**Excerpt provided**.

▽

Boil 10 new potatoes until tender to the tip of a knife about 8-10 minutes depending on size.
Let them cool and peel off the skins, these should rub off with using your thumb.  Cut into bite size pieces and place in a serving dish.
Wash and finely slice 10 radishes and half a cucumber(skin on), set aside and make the mint vinagrette.
You will need:

2 garlic cloves, sliced
1/2 tsp sea salt
1/2 tsp Dijon mustard
1 tblsp white wine vinegar
8 mint leaves, finely chopped
5 tblsps extra virgin olive oil
1 tblsp mayonnaise

With a pestle and mortar, crush the garlic with salt until it is pulp.  Add white wine vinegar and dijon mustard and mix together with a spoon.  Slowly add the olive oil, whisking as you go.  Finally stir in the chopped mint leaves and add 1 tsp of mayonnaise and whisk until it is combined.

Pour over the cold potatoes.  Add the radish and cucumber and mix gently together with two spoons until everything is coated in the delicious minty vinagrette.
Serve sprinkled with some shredded mint.  Light, tasty and bursting with fresh spring flavours.

This great little salad makes an excellent side dish for simply cooked white fish and it is very versatile in terms of possible experimental additions.  Add torn pieces of cooked chicken and a soft boiled egg for a more substantial meal or, as you see above, we ate it with some Ardsallagh goats cheese which was amazing.  The bright radish skins make a great colour contrast against the waxy yellowish new pototoes flecked with (my very precious) fresh green spring mint - looks and tastes really good.

Sunday, April 25, 2010

scotch eggs for a family picnic

There was a definite, identifiable warmth in the balmy air this little potatoes have unfurled their first leaves which makes me as nervous as a new mother. How do I look after them? How do I protect them from those evil snails? I am not sure if snails like potatoes, but I do know that they have a penchant for mint. Upon inspection of my small slip of a crop this morning, I discovered that my poor plant had been attacked by not just one snail, but no less than six! I removed a family of them from the plant pot ... its me against the snails at the minute, and if I catch them near my little darling potatoes, it will be war!

After getting upset about the mint, I finally got myself together to make another batch of scotch eggs. I say another batch because the first batch I made lasted about ten minutes. No-one in our house had eaten a scotch egg for a decade at least, some never at all ... ten minutes later all six of them were gone. Cool Hand Luke once ate 50 eggs ... I bet he could have eaten more of these!

So picnic preparations had to begin again in earnest. Thankfully these are really easy and delightfully satisfying to make.

△

**Task requirements**. Extend the cooking blog excerpt on potato salad and scotch eggs, starting right after its final sentence. The listing has no connection to the cooking blog excerpt.

**Listing**.

▽

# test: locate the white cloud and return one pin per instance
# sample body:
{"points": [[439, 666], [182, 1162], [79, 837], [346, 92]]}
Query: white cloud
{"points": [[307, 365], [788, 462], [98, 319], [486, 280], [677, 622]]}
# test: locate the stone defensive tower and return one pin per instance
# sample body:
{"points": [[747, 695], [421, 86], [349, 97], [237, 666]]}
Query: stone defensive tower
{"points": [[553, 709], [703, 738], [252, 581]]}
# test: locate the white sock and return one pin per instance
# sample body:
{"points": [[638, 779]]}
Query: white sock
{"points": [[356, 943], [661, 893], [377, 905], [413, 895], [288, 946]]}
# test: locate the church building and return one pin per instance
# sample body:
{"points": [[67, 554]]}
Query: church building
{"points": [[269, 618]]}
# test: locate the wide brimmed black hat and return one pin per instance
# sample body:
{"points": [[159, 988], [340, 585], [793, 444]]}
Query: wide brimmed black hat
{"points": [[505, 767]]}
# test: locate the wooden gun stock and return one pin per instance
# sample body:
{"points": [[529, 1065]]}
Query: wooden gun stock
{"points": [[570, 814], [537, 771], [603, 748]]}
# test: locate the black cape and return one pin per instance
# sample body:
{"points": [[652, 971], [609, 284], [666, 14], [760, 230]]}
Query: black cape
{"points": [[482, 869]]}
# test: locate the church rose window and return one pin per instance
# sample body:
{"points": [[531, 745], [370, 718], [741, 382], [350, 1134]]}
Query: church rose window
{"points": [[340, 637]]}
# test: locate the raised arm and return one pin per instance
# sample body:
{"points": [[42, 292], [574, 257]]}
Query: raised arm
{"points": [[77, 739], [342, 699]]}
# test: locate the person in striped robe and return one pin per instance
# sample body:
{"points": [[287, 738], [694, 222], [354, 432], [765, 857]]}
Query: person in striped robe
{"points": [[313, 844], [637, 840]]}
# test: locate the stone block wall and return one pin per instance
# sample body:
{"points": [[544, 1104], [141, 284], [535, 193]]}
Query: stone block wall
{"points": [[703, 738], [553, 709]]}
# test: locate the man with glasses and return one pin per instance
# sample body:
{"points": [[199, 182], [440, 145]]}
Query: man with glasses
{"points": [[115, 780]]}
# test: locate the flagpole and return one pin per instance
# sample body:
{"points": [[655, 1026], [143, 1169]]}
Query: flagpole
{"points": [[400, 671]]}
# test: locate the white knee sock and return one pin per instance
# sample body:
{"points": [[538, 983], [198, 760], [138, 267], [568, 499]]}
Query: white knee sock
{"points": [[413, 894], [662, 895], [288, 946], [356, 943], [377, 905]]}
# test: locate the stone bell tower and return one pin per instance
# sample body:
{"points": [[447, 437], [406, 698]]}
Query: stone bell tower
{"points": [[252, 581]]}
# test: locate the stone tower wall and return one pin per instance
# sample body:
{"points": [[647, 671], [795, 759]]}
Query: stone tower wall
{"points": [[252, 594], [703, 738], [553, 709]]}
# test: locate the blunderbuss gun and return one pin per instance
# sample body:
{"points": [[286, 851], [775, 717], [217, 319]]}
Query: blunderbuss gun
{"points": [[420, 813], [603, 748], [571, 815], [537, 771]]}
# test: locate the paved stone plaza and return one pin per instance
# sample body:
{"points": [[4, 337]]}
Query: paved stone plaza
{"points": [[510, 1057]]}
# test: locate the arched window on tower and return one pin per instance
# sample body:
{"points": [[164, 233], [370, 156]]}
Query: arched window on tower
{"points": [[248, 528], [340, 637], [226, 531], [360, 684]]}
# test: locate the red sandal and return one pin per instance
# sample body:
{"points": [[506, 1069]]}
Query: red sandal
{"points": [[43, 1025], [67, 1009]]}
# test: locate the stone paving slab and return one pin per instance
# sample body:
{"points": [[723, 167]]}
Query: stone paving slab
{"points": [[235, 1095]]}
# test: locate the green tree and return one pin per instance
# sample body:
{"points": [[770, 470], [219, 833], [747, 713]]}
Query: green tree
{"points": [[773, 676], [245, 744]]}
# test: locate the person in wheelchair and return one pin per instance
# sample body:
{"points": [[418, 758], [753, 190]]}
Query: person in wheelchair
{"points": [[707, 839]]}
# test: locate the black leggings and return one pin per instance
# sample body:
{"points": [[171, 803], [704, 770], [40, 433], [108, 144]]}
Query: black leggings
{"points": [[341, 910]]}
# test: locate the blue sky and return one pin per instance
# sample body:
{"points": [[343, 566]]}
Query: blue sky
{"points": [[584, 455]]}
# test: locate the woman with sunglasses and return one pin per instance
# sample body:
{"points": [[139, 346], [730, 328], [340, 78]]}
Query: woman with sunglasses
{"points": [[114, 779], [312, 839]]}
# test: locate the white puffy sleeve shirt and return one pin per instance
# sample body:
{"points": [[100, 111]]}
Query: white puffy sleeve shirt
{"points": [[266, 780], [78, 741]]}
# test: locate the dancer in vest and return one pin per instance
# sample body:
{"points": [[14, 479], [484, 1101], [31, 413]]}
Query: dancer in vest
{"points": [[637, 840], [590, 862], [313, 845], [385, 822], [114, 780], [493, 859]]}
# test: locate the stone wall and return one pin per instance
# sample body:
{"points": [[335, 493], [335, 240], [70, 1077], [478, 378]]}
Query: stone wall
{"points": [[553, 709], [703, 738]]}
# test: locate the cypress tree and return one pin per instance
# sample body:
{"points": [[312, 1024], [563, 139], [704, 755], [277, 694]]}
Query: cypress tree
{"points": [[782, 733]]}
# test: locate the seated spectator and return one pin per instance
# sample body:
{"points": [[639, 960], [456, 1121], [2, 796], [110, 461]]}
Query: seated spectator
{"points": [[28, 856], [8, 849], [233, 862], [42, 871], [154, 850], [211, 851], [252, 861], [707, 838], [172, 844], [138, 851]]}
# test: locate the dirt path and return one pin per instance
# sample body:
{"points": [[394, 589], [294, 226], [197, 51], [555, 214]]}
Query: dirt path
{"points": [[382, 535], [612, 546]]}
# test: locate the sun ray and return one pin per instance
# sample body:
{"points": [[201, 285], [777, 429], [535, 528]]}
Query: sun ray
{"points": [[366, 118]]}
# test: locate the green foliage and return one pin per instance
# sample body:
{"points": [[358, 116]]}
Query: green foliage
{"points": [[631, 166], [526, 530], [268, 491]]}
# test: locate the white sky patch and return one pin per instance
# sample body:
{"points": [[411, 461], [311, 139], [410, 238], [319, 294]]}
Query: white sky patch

△

**Result**.
You will need, for a family sized picnic batch :

6 free range/organic eggs just under hard-boiled - about 8 minutes for a medium egg
8 (80% min.) pork sausages, skinned
75g slightly stale crusty white bread
25 g Parmesan cheese
2 tblsp of dried oregano, basil, tarragon
1 tsp smoked, sweet paprika

Boil the eggs for approx. 8 minutes until they just under hard-boiled.
Drain and replace the hot cooking water with fresh cold. This will reduce their temperature so that they are easy to handle and peel. Set aside.

Preheat the over to 200 degrees.

In a small blender, place small lumps of Parmesan, some slightly stale white bread (crusts too) and whizz until they are fine. Add the dried herbs and paprika and whizz until they are combined. You can also combine already prepared breadcrumbs and some finely grated Parmesan with the herbs and paprika. Place on a flat plate suitable for rolling the eggs. You can also leave out the breadcrumbs, however I like them and I don't.

Take each sausage and with a sharp knife, spilt it down the middle and ease out the meat into a bowl.
With wetted hands, take a plum-sized ball of sausage meat and press between your palms, squashing out the meat into a flat pancake. Take one hard-boiled egg and place it in the centre your sausaged-palm.
Wrap the egg with sausage meat until the egg is completely enveloped.
Obviously, the more sausage meat you add to the initial ball, the thicker the coating will be around the egg.

Make sure all cracks are covered and no egg is visible.

Roll it on the plate with the crumbs until all the sausage is covered. Place on an oven proof dish.
Repeat the process until all your eggs have been wrapped and rolled.

Place in the oven for 20 minutes or so until the outside is golden and crunchy.

Leave to cool and then enjoy.

These can be made the night before for a picnic but make sure they are completely cold before you wrap them and store them in the fridge - if they sweat, they will loose the lovely crispy crust.

There is something sublime about eating outdoors where space is not an issue and the children are free to run to and from the rug on the grass soaking up the warmth and enjoying the relaxed freedom of it all.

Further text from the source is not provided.